Task instructions
• A. Repeat the Alley family passage word for word, starting with "George Alley's wife" and going on through "1943 aged 69.".
• B. Answer these questions from the Alley family passage:
(i) What rate was paid per 100 superfeet for logs once they were placed in a waterway?
(ii) On what date did James Healy join the police force?
(iii) How many palms frame the concrete platform at the graves site?
Exercise passage START
George felled timber for Burns Philp and other syndicates c.1883, and is described as a "scrub pioneer of Tableland cedar" . The logs were to be put in adjacent creeks or the main river. The payment was at the rate of five shillings per 100 superfeet on logs when placed in a waterway and a further fifteen shillings on sound arrival at the mouth. After his father's death in 1889, he operated the Riverstone Hotel with Richard and Sarah. He later engaged in cane farming and was a director of the Mulgrave Mill. According to his headstone he died at Riverstone in August 1930 aged 67.

George Alley's wife Mary Ellen arrived in Cairns with the early settlers with her parents James and Bridget Healy, and brother Frank, in 1876. James Healy was a constable (most likely one of the first police constables in 1876 when a new police station was opened in Cairns). Healy was born at Ballinamuck, Ireland, and had landed in Brisbane in 1866 and joined the police force on 9 September 1868. He was stationed at Cleveland Bay when transferred to Trinity Bay and left Townsville on 28 October 1876. He brought his family to Cairns and but died soon after. His widow married James Hill, a selector on Wrights Creek where for a time he ran the Mulgrave hotel. According to her headstone at Riverstone, Mary Ellen died at Gordonvale in January 1943 aged 69.

== Description ==
The Alley Family Graves site consists of three headstones and three plaques set on a concrete platform containing the graves of six family members. The concrete platform is framed by four palms, and the graves site is located fronting the Gillies Highway to the northwest, and surrounded by sugarcane fields to remaining three sides.
Exercise passage END
Given information START
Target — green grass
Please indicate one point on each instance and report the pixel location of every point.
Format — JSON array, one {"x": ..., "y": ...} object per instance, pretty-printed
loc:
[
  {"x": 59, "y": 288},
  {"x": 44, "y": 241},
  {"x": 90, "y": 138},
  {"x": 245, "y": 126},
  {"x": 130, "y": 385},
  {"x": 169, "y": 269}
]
Given information END
Solutions to each task
• A.
George Alley's wife Mary Ellen arrived in Cairns with the early settlers with her parents James and Bridget Healy, and brother Frank, in 1876. James Healy was a constable (most likely one of the first police constables in 1876 when a new police station was opened in Cairns). Healy was born at Ballinamuck, Ireland, and had landed in Brisbane in 1866 and joined the police force on 9 September 1868. He was stationed at Cleveland Bay when transferred to Trinity Bay and left Townsville on 28 October 1876. He brought his family to Cairns and but died soon after. His widow married James Hill, a selector on Wrights Creek where for a time he ran the Mulgrave hotel. According to her headstone at Riverstone, Mary Ellen died at Gordonvale in January 1943 aged 69.

• B.
(i) Five shillings
(ii) 9 September 1868
(iii) Four